As for the manner of his death, he had been struck by at least four arrows and possibly by six, but there could have been still more arrows that either missed his bones or else were retrieved before he was buried. All the arrows had been fired from close range and there was nothing to suggest that any weapons other than arrows had been responsible for the man’s death. However, a polished stone wrist guard was also found in the grave, leading some people to suppose that he was an archer or bowman, while fragments of bluestone were also found with him.
There are many possible scenarios in which this man could have met his death, so let us go through them to see which, on balance, was the most probable.
Was it an accident? The marks on the skeleton showing the trajectory of the arrows clearly tell us that this man was shot repeatedly from close range. He was not accidentally hit by a shower of falling arrows intended to wound or kill a hunted animal.
Was this man an archer? His muscular build suggests that he may have been, as great strength was required to draw and effectively fire a Neolithic longbow, while what appears to be an archer’s wrist-guard was found buried with him. The wear and tear on his skeleton speaks of someone who had done a great deal of heavy lifting, but this doesn’t confirm or deny that this man was an archer.
As for what is almost always interpreted as being a wrist guard, however, there seems no doubt that it was a valuable object denoting status, so I find myself wondering why this wasn’t stolen, but left in the grave with him.
Was he some kind of criminal? It is possible that this man was fleeing towards Stonehenge when he was killed, perhaps to claim sanctuary. If so, it seems strange to bury him within the confines of the holy place, if we consider the counterscarp as the outer limit of the monument, while the same principle would apply if he were killed while fleeing the monument.
How many bowmen killed him? It is just possible that he was killed by upwards of six men, but the arrows that we know of were fired from behind. I personally find it hard to picture a scenario whereby such a large group of men, armed with bows and arrows, would not make another person at least mildly suspicious if they were grouped together within bowshot behind him.
If the killing had been planned in advance, then this suggests that none of the conspirators betrayed so much as a trace of their lethal intentions before a nod, or some other tacit signal, unleashed six or more simultaneous shots into the victim. It is of course possible, but I think it unlikely, while I also think it’s unlikely that the victim would have willingly accepted his fate and turned his back on his killers.
All things considered, I think that the simplest and most likely explanation is that there was a single killer who succeeded in taking his victim unawares.
Why were so many arrows used to kill this man? As we’ve seen from the evidence of the excavations at Durrington Walls by the Stonehenge Riverside Project, the use of arrows during this period may well have had a specific ceremonial use, as opposed to a purely practical one. Almost 2,000 years later, Pytheas wrote of Stonehenge being linked with Apollo, a god intimately associated with archery, so killing with arrows alone may possibly have been a specific requirement.
If the primary aim of the killer was simply to extinguish life with a maximum of speed and a minimum of fuss, then it would seem logical to incapacitate the victim with one or perhaps two arrows, wait until he collapsed, then either cut his throat, break his neck or crack his skull before retrieving the valuable shafts and continuing on his way. But the killer did not do so.

- Brief A: From the rows below, pull out every line that contains the string "pink", where case counts.

- Data records:
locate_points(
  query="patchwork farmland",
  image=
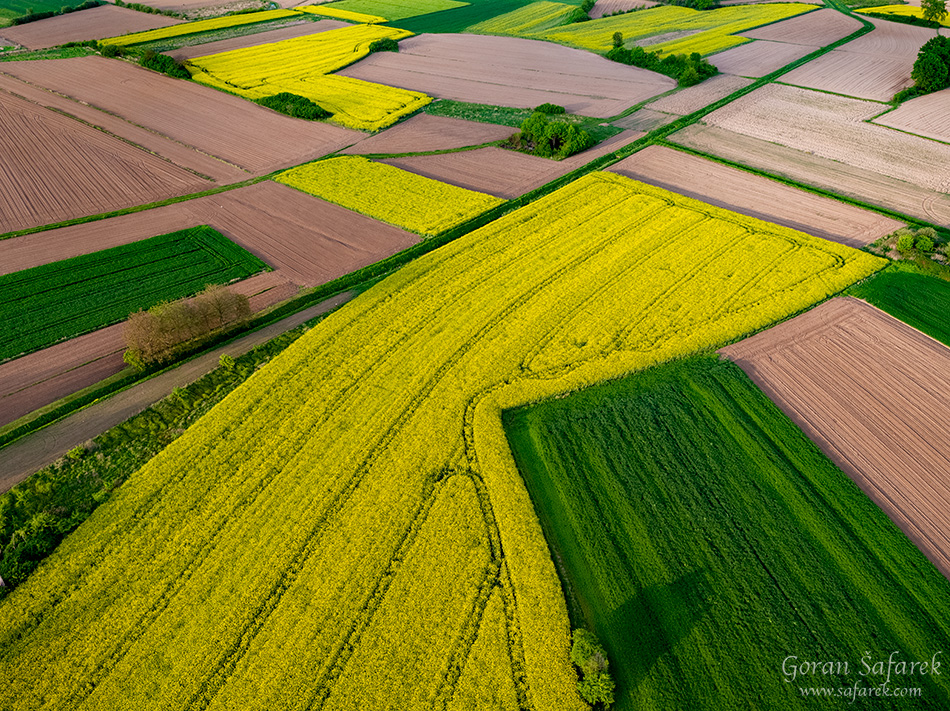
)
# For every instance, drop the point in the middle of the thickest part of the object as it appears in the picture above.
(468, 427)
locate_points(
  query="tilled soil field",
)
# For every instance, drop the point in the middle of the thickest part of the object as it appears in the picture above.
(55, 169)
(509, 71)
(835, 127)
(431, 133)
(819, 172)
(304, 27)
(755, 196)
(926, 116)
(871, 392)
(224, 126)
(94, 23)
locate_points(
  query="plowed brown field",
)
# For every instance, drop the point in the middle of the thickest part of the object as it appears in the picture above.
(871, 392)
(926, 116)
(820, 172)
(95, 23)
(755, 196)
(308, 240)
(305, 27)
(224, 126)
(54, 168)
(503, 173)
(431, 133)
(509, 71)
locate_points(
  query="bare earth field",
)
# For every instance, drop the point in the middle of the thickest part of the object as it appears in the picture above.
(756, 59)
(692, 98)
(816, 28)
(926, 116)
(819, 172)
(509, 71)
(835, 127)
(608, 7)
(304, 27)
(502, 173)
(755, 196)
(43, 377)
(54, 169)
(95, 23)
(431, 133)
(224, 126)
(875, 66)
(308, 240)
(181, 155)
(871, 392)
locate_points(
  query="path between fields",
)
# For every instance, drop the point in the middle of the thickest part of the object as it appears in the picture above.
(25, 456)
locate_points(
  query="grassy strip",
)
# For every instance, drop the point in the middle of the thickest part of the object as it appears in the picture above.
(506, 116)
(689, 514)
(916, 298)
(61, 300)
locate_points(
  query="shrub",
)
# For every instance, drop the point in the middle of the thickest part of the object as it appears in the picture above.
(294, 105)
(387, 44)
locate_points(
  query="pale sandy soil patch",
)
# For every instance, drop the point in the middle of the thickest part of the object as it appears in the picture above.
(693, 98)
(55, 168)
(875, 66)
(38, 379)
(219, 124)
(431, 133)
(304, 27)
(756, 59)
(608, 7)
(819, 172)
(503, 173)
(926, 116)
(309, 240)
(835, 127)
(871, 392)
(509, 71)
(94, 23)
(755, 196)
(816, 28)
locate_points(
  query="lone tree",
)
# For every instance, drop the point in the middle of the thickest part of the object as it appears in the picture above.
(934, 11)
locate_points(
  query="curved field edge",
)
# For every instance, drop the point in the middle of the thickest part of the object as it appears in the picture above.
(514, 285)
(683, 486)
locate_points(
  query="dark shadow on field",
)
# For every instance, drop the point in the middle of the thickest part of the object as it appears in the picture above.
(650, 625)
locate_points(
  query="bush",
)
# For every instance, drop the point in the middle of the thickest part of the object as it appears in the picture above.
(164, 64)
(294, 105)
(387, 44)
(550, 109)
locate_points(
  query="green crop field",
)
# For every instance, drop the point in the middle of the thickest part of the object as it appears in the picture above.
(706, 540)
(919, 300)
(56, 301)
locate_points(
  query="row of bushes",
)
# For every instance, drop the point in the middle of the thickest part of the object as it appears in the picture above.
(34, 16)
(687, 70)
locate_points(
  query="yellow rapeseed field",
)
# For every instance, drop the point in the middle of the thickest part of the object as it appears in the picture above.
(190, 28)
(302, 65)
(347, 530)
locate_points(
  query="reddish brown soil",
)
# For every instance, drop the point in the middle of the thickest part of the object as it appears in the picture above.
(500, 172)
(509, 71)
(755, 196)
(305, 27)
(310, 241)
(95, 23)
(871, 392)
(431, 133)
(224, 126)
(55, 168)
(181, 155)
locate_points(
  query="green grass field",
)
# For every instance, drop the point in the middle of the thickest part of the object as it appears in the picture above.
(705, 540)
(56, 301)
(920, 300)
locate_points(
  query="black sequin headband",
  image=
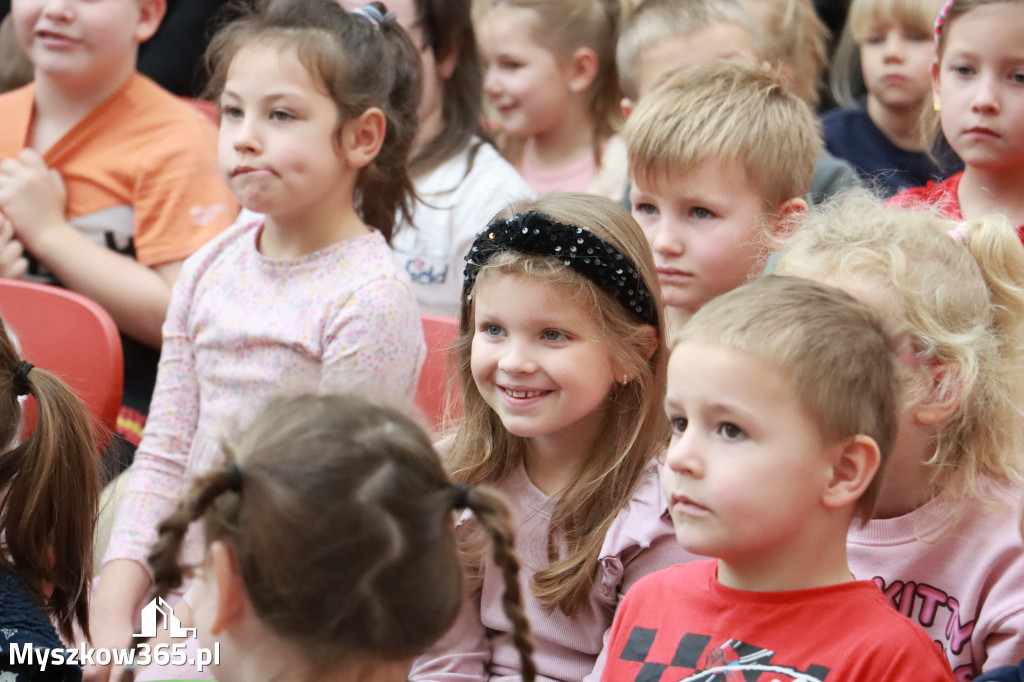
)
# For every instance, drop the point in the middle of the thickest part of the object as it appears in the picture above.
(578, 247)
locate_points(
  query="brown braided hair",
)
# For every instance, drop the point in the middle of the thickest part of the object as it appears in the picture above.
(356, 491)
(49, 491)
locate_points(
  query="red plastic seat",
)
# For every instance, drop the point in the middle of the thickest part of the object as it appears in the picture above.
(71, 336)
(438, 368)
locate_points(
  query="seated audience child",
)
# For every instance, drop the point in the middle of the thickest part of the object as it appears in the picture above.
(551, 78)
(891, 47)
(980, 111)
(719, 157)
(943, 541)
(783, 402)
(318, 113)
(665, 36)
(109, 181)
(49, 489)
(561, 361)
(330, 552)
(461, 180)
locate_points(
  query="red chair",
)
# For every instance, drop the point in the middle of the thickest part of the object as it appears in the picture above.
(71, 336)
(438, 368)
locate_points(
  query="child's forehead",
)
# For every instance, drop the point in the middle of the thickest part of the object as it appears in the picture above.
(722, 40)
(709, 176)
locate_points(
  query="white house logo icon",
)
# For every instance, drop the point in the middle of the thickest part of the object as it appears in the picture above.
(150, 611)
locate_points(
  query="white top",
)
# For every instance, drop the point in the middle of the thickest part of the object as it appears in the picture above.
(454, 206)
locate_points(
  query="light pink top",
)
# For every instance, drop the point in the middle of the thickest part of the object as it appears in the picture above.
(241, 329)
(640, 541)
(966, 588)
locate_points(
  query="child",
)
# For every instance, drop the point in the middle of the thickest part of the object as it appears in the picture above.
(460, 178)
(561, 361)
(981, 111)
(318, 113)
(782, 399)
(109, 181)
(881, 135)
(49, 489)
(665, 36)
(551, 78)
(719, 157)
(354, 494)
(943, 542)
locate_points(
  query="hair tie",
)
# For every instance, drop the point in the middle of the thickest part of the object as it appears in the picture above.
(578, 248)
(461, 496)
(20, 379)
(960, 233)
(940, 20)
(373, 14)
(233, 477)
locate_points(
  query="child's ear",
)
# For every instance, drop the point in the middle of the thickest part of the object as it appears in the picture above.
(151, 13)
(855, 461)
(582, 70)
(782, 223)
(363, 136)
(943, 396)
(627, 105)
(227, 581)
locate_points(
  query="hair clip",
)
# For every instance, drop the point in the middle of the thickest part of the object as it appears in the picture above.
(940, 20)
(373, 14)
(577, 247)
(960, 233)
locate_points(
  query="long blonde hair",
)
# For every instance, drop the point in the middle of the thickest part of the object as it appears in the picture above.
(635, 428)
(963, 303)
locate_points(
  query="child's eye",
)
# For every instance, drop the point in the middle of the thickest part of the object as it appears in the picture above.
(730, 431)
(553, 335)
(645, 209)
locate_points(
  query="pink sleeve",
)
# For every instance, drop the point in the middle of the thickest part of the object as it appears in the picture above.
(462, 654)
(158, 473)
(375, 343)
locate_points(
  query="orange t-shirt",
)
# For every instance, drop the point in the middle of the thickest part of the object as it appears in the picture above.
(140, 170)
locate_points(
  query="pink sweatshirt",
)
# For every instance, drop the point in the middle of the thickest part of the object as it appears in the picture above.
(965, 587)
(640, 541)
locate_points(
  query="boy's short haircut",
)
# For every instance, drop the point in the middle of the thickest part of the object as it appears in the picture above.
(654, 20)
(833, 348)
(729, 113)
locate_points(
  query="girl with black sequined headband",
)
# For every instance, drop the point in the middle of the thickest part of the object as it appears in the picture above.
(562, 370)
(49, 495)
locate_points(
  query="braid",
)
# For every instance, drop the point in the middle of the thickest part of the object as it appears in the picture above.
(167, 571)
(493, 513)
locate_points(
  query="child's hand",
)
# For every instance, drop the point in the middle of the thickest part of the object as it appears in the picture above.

- Brief B:
Answer these questions from the passage on the man killed by arrows near Stonehenge, one answer per line:
(i) What polished stone object was found in the man's grave?
(ii) Which project carried out the excavations at Durrington Walls?
(iii) Which god did Pytheas link with Stonehenge?

- Full answer A:
  query="light pink top",
  query="pink sleeve",
  query="pink sweatshirt",

- Full answer B:
(i) A wrist guard.
(ii) The Stonehenge Riverside Project.
(iii) Apollo.